◆ WHAT IS NEEDED
Count the lines in the records below that contain the string "segment", treating uppercase and lowercase as different, and give only the number.

:: EXERCISE MATERIAL ::

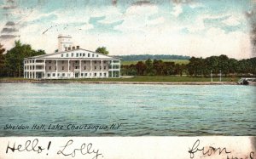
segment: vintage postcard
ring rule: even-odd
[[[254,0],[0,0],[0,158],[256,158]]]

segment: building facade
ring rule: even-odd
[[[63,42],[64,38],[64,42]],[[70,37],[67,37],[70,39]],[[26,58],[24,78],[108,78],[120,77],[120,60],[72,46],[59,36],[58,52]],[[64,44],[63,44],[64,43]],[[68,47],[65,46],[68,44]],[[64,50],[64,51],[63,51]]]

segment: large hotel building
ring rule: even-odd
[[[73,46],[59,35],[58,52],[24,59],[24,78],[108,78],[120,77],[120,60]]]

:::
:: EXERCISE MATERIAL ::

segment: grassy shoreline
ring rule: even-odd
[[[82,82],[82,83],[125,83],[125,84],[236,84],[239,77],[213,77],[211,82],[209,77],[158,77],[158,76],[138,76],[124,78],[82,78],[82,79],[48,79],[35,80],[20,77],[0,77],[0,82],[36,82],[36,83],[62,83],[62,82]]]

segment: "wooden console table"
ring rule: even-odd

:::
:: EXERCISE MATERIAL ::

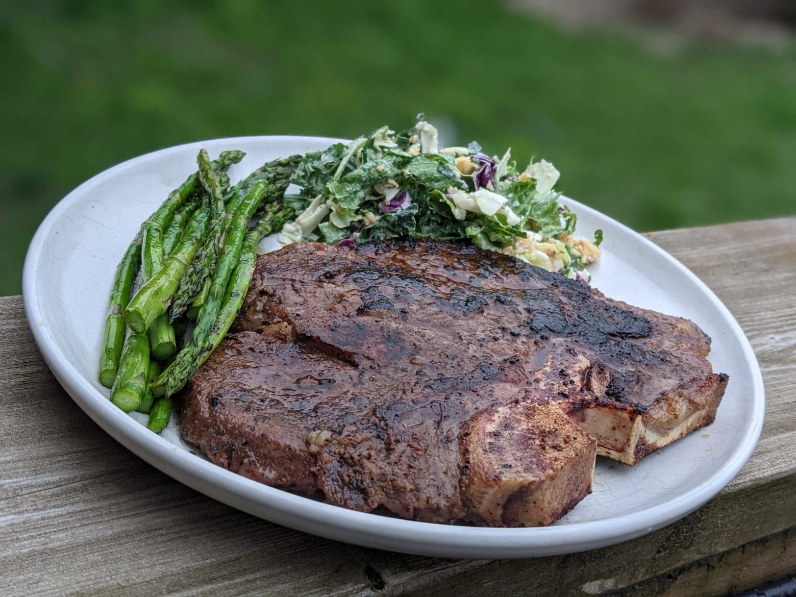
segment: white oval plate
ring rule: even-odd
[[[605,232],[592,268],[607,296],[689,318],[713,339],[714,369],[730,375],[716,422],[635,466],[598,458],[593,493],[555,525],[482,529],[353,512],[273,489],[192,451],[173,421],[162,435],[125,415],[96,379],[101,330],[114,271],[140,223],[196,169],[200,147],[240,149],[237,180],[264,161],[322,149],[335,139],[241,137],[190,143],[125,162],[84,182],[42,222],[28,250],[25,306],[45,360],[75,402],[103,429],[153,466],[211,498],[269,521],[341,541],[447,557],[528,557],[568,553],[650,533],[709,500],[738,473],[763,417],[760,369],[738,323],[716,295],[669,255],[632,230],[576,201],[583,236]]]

:::

◆ TASK ANSWER
6